### Travail à faire
1. Dans l'extrait sur les Psaumes, selon le passage de l'Épître aux Hébreux (4:15), de quelle manière le grand prêtre a-t-il été éprouvé ?
2. Renvoyez chaque ligne des données qui contient la chaîne « blue ».

### Extrait cité
Cf. Jean 14, 4-6 : « "Quant au lieu où je vais, vous en savez le chemin." Thomas lui dit: "Seigneur, nous ne savons même pas où tu vas, comment en connaîtrions-nous le chemin?" Jésus lui dit: "Je suis le chemin et la vérité et la vie. Nul ne va au Père si ce n’est par moi." »

Les Psaumes ont été lus dans l’histoire de l’Église comme parlant du Christ en ce sens que Jésus s’est identifié aux pécheurs.

Il a fait siennes nos prières, en faisant sienne notre humanité. Le juste, parole éternelle qui ne passe pas, est devenu l’un de nous, un homme mortel. Selon les termes de l’Épître aux Hébreux (4:15) : « Nous n’avons pas, en effet, un grand prêtre incapable de compatir à nos faiblesses ; il a été éprouvé en tous points à notre ressemblance, mais sans pécher. »

Cela au point de faire siennes nos prières, nos Psaumes tout humains, à un point qui nous choque lorsque dans les Psaumes où nous croyons reconnaître le Christ — on en arrive à des confessions de péché et des demandes de pardon. Mais ce n’est plus le Christ cela, pensons-nous naturellement !

### Lignes de données
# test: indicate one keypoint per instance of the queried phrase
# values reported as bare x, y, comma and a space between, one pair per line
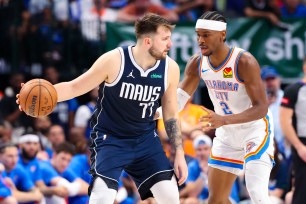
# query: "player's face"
161, 43
61, 161
9, 158
209, 41
29, 150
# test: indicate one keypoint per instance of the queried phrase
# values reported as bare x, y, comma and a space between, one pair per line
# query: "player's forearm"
64, 91
251, 114
290, 133
174, 133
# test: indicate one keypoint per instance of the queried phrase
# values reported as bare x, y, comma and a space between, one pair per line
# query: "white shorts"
235, 145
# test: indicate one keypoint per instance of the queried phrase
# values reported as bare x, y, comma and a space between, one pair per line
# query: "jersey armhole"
166, 72
236, 67
120, 71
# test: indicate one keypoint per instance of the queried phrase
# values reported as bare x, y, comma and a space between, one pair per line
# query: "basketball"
38, 98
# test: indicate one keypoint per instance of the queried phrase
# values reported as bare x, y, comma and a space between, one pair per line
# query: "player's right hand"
302, 152
180, 166
17, 98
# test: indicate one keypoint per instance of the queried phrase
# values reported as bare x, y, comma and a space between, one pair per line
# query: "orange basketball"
38, 98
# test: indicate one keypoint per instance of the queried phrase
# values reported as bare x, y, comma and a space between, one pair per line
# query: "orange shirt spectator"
138, 8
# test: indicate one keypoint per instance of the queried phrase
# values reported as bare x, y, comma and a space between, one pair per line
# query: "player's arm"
170, 116
169, 104
187, 86
100, 71
191, 78
249, 72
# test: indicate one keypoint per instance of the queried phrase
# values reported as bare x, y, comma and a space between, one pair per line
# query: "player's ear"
147, 41
223, 34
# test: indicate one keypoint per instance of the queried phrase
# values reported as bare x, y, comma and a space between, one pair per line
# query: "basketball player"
243, 125
132, 80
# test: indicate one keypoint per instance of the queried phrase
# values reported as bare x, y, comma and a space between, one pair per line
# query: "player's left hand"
211, 120
180, 166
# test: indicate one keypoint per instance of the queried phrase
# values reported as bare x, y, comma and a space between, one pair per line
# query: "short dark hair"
65, 147
6, 145
149, 24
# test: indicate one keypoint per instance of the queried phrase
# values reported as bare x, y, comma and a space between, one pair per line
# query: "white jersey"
234, 144
226, 90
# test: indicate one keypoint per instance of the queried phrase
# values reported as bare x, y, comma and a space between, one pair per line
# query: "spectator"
57, 167
293, 120
16, 177
29, 147
293, 9
5, 192
9, 109
137, 8
263, 9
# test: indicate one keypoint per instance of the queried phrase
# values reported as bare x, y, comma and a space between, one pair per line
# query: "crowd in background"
44, 159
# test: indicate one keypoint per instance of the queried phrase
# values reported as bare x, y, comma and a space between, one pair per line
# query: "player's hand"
211, 120
302, 152
180, 166
17, 98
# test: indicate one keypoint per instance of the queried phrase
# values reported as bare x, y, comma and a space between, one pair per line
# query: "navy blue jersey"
126, 107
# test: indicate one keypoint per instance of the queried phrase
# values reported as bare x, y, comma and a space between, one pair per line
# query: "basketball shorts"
142, 157
235, 145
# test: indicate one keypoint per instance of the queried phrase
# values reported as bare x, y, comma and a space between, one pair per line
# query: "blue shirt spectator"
20, 178
33, 169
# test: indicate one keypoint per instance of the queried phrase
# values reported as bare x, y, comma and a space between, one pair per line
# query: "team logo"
228, 72
249, 147
131, 74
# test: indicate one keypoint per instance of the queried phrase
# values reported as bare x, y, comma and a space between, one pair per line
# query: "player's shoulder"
195, 59
172, 64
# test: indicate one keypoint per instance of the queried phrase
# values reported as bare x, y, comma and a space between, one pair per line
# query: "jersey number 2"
225, 108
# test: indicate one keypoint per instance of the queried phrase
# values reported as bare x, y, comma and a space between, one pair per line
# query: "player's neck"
143, 58
219, 55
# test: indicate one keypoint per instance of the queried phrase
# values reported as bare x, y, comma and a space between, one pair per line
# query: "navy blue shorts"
142, 157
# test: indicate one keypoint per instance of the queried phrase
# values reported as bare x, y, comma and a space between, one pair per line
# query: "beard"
157, 55
27, 156
208, 54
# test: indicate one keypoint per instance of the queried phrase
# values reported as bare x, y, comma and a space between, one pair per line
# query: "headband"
210, 25
28, 138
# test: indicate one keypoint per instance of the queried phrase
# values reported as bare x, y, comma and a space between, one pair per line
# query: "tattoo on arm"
174, 133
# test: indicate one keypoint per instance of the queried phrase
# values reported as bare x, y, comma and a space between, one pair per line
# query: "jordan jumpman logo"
131, 74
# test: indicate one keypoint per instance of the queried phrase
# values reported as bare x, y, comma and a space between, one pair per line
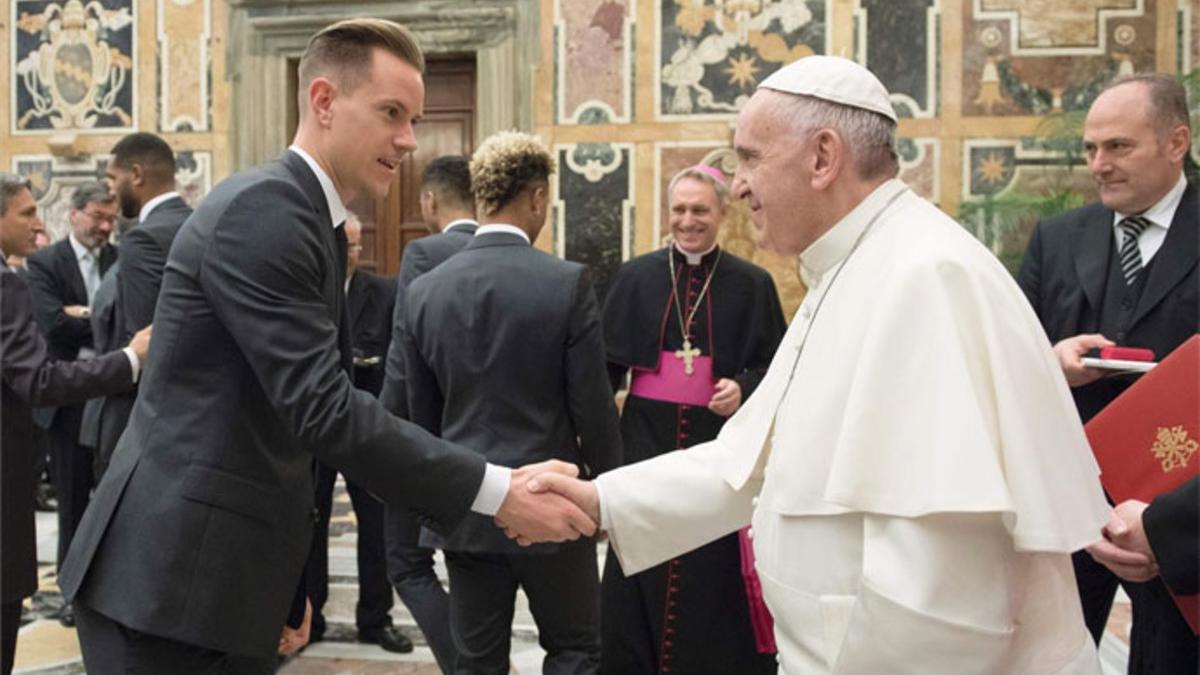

### Corrigé des exercices
1. Il a été éprouvé en tous points à notre ressemblance, mais sans pécher.

2.
# query: "navy blue jersey"
# query: "blue shirt spectator"
# query: "navy blue shorts"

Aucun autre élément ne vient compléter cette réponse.